§ What the task requires
The whole of the material needs to be repeated exactly, line for line.
======
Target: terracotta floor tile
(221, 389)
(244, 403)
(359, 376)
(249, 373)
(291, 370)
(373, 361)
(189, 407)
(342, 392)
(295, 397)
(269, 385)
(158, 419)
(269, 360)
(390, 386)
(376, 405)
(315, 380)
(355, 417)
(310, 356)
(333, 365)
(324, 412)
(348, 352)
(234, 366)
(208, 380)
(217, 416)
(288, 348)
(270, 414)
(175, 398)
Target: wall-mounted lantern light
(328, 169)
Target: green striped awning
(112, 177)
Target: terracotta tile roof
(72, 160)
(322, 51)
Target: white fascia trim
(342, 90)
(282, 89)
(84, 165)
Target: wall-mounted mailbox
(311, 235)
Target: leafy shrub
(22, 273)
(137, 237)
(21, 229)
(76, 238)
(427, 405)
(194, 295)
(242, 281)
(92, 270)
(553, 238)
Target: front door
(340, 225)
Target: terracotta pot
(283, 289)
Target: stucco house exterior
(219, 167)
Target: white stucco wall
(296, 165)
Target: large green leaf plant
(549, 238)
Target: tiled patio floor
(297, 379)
======
§ Answer space
Target: terracotta floor tile
(221, 389)
(244, 403)
(359, 376)
(249, 373)
(291, 370)
(373, 361)
(189, 407)
(342, 392)
(295, 397)
(269, 385)
(158, 419)
(269, 360)
(390, 386)
(376, 405)
(315, 380)
(355, 417)
(310, 356)
(333, 365)
(324, 412)
(348, 352)
(234, 366)
(208, 380)
(217, 416)
(288, 348)
(270, 414)
(175, 398)
Target: wall-mounted lantern light
(328, 169)
Target: green striped awning
(112, 177)
Target: terracotta tile roof
(72, 160)
(322, 51)
Target: white fascia trim
(342, 90)
(282, 89)
(84, 165)
Target: wall-mounted mailbox
(311, 235)
Target: leafy shrub
(22, 273)
(137, 237)
(21, 229)
(76, 238)
(427, 405)
(194, 295)
(242, 281)
(92, 270)
(553, 238)
Target: front door
(340, 225)
Target: terracotta pot
(283, 289)
Target: stucco house exterior
(219, 167)
Target: white stucco wall
(296, 165)
Target: large green leaf plant
(549, 238)
Target: tiled patio floor
(297, 379)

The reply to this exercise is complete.